§ What you should do
Transcribe the data in full, keeping each line exactly as it appears.

####################

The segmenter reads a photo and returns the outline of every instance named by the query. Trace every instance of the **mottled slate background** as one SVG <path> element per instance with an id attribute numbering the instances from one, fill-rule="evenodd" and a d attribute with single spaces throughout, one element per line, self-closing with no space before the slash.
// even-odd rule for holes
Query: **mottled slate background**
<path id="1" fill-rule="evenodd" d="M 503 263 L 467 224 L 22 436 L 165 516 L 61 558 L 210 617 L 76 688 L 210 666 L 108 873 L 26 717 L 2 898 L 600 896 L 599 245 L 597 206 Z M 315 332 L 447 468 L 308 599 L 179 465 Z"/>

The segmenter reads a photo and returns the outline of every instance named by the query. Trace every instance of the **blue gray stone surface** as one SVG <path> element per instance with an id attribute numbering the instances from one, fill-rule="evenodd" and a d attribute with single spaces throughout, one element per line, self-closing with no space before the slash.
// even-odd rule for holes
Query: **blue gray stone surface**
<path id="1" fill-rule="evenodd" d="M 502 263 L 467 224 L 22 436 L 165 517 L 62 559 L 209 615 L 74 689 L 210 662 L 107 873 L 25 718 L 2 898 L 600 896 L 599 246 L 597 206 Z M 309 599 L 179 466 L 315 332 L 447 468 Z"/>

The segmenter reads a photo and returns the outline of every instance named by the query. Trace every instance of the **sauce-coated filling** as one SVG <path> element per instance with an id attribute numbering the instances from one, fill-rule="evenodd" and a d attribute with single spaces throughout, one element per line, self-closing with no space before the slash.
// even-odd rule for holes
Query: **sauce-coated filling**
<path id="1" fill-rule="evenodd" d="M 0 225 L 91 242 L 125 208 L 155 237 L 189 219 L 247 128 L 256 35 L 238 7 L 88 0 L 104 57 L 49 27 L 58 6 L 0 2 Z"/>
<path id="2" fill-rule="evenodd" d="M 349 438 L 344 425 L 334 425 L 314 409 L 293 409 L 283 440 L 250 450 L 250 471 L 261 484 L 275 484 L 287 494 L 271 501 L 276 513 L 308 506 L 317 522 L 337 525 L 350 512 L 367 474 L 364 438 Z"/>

####################

§ Answer box
The segmenter reads a photo and returns the outline of every instance named by the query. Trace every instance of the **mottled slate background** as one SVG <path> element per instance with an id attribute numbering the instances from one, fill-rule="evenodd" and a d attribute with single spaces throughout, one element per line, self-closing with no space before the slash.
// even-odd rule for holes
Query: **mottled slate background**
<path id="1" fill-rule="evenodd" d="M 503 263 L 467 224 L 22 436 L 165 516 L 61 558 L 210 617 L 76 688 L 210 666 L 108 873 L 26 717 L 2 898 L 600 896 L 599 245 L 597 206 Z M 315 332 L 447 468 L 308 599 L 179 465 Z"/>

The segmenter reads a photo and returns the outline of every instance named by the query. Trace every instance of the **blue gray stone surface** as one SVG <path> element per instance with an id attribute numbering the instances from one, fill-rule="evenodd" and a d attribute with single spaces throughout, one element per line, self-closing with no space before the slash.
// even-odd rule for holes
Query: **blue gray stone surface**
<path id="1" fill-rule="evenodd" d="M 502 263 L 467 224 L 22 436 L 165 517 L 62 559 L 209 615 L 74 689 L 210 662 L 107 873 L 25 718 L 2 898 L 600 896 L 599 246 L 597 206 Z M 309 599 L 179 466 L 315 332 L 447 468 Z"/>

The segmenter reads a photo and returns the outline of every instance named by the query. Trace every instance of the **sauce-coated filling** as one SVG <path> element per instance with an id attribute numbering the instances from one, fill-rule="evenodd" and a d attribute with single spaces throughout, one element per line, self-closing with no space before the slash.
// even-odd rule for holes
Query: **sauce-coated filling**
<path id="1" fill-rule="evenodd" d="M 0 225 L 91 242 L 125 208 L 155 237 L 189 219 L 247 128 L 256 35 L 238 7 L 88 0 L 104 57 L 49 27 L 58 6 L 0 2 Z"/>
<path id="2" fill-rule="evenodd" d="M 349 438 L 344 425 L 334 425 L 314 409 L 293 409 L 283 440 L 250 450 L 250 471 L 261 484 L 275 484 L 287 494 L 271 501 L 276 513 L 308 506 L 317 522 L 337 525 L 350 512 L 367 474 L 364 438 Z"/>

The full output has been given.